Author: Nickqiao & Wuyue, Geekweb3

In April this year, Vitalik visited the Hong Kong Blockchain Summit and delivered a speech titled "Reaching the Limits of Protocol Design", in which he once again mentioned the potential of ZK-SNARKs in the Ethereum Danksharding roadmap and looked forward to the great help of ASIC chips in ZK acceleration.

Previously, Scroll co-founder Zhang Ye also pointed out that the application space of ZK in traditional fields may be larger than that in Web3. There is a huge demand for ZK in trusted computing, databases, verifiable hardware, content anti-counterfeiting and zkML. If ZK proves that real-time generation can be implemented, both Web3 and traditional industries are expected to usher in a paradigm-level change. However, from the perspective of efficiency and economic cost, it is still a long way to go for ZK to be adopted on a large scale.

In fact, as early as 2022, top venture capital firms a16z and Paradigm publicly published reports that clearly expressed their emphasis on ZK hardware acceleration. Paradigm even asserted that in the future, ZK miners' income may be comparable to that of Bitcoin or Ethereum miners, and hardware acceleration solutions based on GPU, FPGA, and ASIC will have huge market space. Since then, with the popularity of mainstream ZK Rollups such as Scroll and Starknet, hardware acceleration has become a hot concept sought after by the market, and this popularity has become more intense as projects such as Cysic are about to go online.

We have reason to believe that based on the huge demand space for ZK, the ZK mining pool and the SaaS model of real-time ZKP generation can open up a brand new industrial chain. In this new world with great potential, ZK hardware manufacturers with strong support and first-mover advantage are likely to become the next generation of Bitmain and dominate the fertile ground for hardware acceleration.

In the field of hardware acceleration, Cysic may be one of the most watched teams. The team has won important awards from the well-known ZKP technology competition platform ZPrize, and began to serve as a mentor for ZPrize in 2023. The ToB ZK mining pool and ToC ZK-Depin hardware included in its roadmap have attracted the attention of top VCs such as Polychain, ABCDE, OKX Ventures and Hashkey, and completed a large amount of financing totaling nearly US$20 million.
++++
▶ GIVEN EXERCISE
According to the article on ZK hardware acceleration, what was the title of Vitalik's speech at the Hong Kong Blockchain Summit?

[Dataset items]
++++
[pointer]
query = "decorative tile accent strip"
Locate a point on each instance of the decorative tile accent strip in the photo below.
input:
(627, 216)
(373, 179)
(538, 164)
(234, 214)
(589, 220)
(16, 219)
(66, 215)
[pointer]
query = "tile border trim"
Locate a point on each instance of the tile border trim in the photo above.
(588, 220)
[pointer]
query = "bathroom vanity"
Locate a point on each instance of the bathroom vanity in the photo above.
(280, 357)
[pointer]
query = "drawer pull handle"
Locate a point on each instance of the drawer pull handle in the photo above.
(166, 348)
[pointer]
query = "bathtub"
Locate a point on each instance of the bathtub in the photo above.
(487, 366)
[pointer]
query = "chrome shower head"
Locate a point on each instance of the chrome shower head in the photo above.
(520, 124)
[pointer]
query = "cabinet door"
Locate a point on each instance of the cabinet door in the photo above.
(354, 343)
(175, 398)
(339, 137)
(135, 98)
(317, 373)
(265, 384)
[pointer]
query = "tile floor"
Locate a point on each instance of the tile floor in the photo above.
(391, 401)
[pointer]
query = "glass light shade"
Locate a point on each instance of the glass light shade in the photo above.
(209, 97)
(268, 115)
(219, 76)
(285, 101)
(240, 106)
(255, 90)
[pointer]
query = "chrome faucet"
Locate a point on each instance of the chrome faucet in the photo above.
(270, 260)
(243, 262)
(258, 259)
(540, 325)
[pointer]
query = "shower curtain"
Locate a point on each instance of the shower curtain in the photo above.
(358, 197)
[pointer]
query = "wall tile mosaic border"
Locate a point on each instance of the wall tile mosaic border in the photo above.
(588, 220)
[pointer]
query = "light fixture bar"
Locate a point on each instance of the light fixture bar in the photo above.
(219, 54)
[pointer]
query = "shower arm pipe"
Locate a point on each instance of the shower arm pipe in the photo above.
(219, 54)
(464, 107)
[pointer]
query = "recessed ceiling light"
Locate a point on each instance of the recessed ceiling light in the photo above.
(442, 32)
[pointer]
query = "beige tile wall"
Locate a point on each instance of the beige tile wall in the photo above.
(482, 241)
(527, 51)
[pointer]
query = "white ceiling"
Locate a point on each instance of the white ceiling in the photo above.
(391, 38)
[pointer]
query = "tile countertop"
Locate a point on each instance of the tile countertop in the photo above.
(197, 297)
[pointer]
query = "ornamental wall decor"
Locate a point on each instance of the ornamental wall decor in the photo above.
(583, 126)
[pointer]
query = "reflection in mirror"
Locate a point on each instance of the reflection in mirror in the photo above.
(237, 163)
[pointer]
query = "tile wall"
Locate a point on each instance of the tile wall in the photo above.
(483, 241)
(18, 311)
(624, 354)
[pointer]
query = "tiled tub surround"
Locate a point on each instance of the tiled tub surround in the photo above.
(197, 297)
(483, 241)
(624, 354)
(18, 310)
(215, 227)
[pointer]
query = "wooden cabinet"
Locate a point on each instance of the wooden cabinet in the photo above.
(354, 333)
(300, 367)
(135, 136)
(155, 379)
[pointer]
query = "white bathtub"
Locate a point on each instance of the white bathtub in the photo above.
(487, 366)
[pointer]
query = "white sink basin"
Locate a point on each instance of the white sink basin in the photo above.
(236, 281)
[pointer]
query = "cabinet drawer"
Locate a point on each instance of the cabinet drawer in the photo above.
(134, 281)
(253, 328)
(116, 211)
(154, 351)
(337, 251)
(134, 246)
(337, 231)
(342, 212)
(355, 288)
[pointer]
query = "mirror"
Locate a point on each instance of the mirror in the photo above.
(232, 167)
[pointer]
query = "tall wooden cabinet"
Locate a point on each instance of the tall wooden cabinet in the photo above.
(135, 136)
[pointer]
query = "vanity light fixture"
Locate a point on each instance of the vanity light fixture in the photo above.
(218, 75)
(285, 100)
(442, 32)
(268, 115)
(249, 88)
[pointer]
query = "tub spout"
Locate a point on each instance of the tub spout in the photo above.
++++
▶ EXERCISE RESULT
"Reaching the Limits of Protocol Design"